Matt Earley and Chris Treter
Fair trade falls short when the relationships along the chain are reduced to simple “trading partnerships.” Trade is the vehicle for the relationship, but the road it travels should lead to the foundation of real global communities, through which people connected by economic exchange can see each other and interact. This is the transformative piece of the ideal. True fair trade is often buried beneath “certifications” that do more for the marketing of coffee in the Global North than for the actual well-being of the farmer in the Global South. If we want to build an authentic model of fair trade that stands up to its name, we must work directly with small farmers and transform the term from a marketing device to a real movement based on building economic democracy. Certifications alone do not accomplish this and, at times, can actually “dumb down” the real work that we need to do in our companies and in our communities.
We started our respective businesses as experiments in building this type of exchange. In January of 2013, we went to Southern Mexico and Central America to see what a decade of fair trade has done for the farmer cooperatives we work with and the families that comprise them.
In those travels through Mexico, Guatemala, El Salvador and Nicaragua, we met with our partners and listened to their thoughts and stories, which sometimes inspired us and at other times broke our hearts. Through conversations, it became even more clear that the term “fair trade” does not have a unified meaning. There are some potentially good things that can come from big corporations following minimum fair trade standards – including short-term benefits for farmers. But what we increasingly found is that the small-scale farmers we work with are not satisfied with the results of “certified fair trade,” and they are investing in building a more authentic model that truly is better for all involved.

= LISTED ENTRIES =
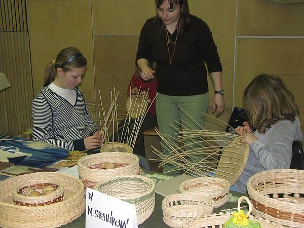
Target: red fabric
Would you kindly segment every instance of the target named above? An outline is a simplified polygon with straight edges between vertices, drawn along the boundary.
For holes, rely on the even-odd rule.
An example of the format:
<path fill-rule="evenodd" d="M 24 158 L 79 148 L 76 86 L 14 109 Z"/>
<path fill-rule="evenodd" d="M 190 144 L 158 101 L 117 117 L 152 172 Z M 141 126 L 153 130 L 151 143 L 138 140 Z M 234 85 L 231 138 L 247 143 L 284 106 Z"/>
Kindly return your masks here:
<path fill-rule="evenodd" d="M 133 85 L 133 86 L 132 86 Z M 132 79 L 131 79 L 131 83 L 129 85 L 128 89 L 128 93 L 130 94 L 130 88 L 132 88 L 137 87 L 138 89 L 140 88 L 140 91 L 148 91 L 149 98 L 151 101 L 153 101 L 156 96 L 156 87 L 157 87 L 157 80 L 156 79 L 153 81 L 143 81 L 140 78 L 138 71 L 136 71 Z M 156 107 L 155 106 L 156 100 L 155 100 L 152 103 L 151 107 L 148 110 L 148 112 L 156 115 Z"/>

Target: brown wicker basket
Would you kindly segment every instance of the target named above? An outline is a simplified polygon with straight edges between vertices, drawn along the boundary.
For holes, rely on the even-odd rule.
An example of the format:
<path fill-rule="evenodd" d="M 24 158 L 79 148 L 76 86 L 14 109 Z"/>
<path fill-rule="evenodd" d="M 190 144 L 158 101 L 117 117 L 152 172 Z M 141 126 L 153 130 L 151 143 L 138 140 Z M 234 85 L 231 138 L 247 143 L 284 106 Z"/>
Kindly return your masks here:
<path fill-rule="evenodd" d="M 166 197 L 162 204 L 164 221 L 170 227 L 179 227 L 185 221 L 211 214 L 214 206 L 211 198 L 199 195 L 171 195 Z"/>
<path fill-rule="evenodd" d="M 304 171 L 261 172 L 249 178 L 247 190 L 253 214 L 284 225 L 304 227 L 304 199 L 299 198 L 304 194 Z"/>
<path fill-rule="evenodd" d="M 13 188 L 34 179 L 58 180 L 64 188 L 61 202 L 41 207 L 15 205 Z M 85 209 L 84 185 L 78 178 L 61 173 L 41 172 L 18 176 L 0 182 L 0 226 L 2 227 L 59 227 L 75 219 Z"/>
<path fill-rule="evenodd" d="M 121 142 L 110 142 L 104 143 L 100 148 L 100 152 L 121 152 L 133 153 L 133 149 L 129 145 Z"/>
<path fill-rule="evenodd" d="M 46 196 L 31 197 L 22 194 L 22 191 L 27 187 L 41 193 L 44 187 L 47 186 L 53 186 L 55 191 Z M 13 188 L 13 199 L 16 205 L 28 207 L 49 205 L 62 201 L 64 190 L 62 183 L 59 180 L 46 178 L 30 179 L 16 185 Z"/>
<path fill-rule="evenodd" d="M 248 201 L 247 202 L 250 204 L 250 202 L 249 202 L 249 199 L 247 197 L 245 198 L 247 199 L 246 201 Z M 243 198 L 241 198 L 239 199 L 238 211 L 239 211 L 240 209 L 240 201 Z M 249 205 L 250 205 L 251 204 L 249 204 Z M 249 207 L 249 211 L 248 212 L 248 213 L 247 213 L 247 215 L 250 213 L 250 207 L 251 206 Z M 218 214 L 213 214 L 212 215 L 205 215 L 192 221 L 184 222 L 182 227 L 183 228 L 214 228 L 217 226 L 219 228 L 222 228 L 226 221 L 227 221 L 232 215 L 232 212 L 228 212 L 226 213 L 220 212 Z M 251 215 L 249 216 L 249 219 L 252 221 L 259 222 L 261 227 L 263 228 L 283 227 L 282 226 L 279 225 L 274 222 L 271 222 L 269 220 L 263 219 L 262 218 L 257 218 Z"/>
<path fill-rule="evenodd" d="M 118 168 L 102 169 L 103 162 L 111 162 Z M 137 174 L 139 172 L 138 157 L 133 154 L 110 152 L 88 155 L 78 162 L 79 178 L 86 187 L 93 188 L 99 181 L 119 175 Z"/>
<path fill-rule="evenodd" d="M 211 198 L 214 208 L 219 207 L 229 199 L 229 182 L 224 179 L 198 177 L 186 180 L 179 185 L 180 193 L 193 193 Z"/>
<path fill-rule="evenodd" d="M 155 206 L 154 182 L 138 175 L 121 175 L 100 181 L 94 189 L 135 205 L 137 224 L 152 214 Z"/>

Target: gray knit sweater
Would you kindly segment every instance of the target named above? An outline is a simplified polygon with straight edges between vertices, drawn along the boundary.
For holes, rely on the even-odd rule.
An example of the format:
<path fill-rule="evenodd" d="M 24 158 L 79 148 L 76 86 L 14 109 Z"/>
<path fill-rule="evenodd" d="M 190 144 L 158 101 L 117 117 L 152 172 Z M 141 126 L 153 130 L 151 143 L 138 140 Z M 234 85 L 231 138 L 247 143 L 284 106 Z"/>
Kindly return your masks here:
<path fill-rule="evenodd" d="M 272 125 L 265 134 L 255 131 L 258 139 L 250 145 L 247 164 L 235 184 L 239 192 L 247 192 L 247 182 L 254 174 L 275 169 L 289 169 L 291 161 L 292 142 L 303 141 L 298 118 L 292 123 L 284 120 Z"/>

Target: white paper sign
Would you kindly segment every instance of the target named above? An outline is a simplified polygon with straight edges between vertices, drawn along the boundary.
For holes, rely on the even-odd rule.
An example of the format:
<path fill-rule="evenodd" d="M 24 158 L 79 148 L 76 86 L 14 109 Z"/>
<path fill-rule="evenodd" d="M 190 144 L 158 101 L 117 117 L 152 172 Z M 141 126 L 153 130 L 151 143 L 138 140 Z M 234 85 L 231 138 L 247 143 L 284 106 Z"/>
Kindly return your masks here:
<path fill-rule="evenodd" d="M 137 228 L 135 206 L 87 187 L 87 228 Z"/>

= REQUIRED TASKS =
• 1. List the countries that the fair trade essay says the authors traveled through.
• 2. Print the part of the fair trade essay between "In those travels" and "for all involved.", inclusive.

= TASK-BY-TASK OUTPUTS =
• 1. Mexico, Guatemala, El Salvador, Nicaragua

• 2.
In those travels through Mexico, Guatemala, El Salvador and Nicaragua, we met with our partners and listened to their thoughts and stories, which sometimes inspired us and at other times broke our hearts. Through conversations, it became even more clear that the term “fair trade” does not have a unified meaning. There are some potentially good things that can come from big corporations following minimum fair trade standards – including short-term benefits for farmers. But what we increasingly found is that the small-scale farmers we work with are not satisfied with the results of “certified fair trade,” and they are investing in building a more authentic model that truly is better for all involved.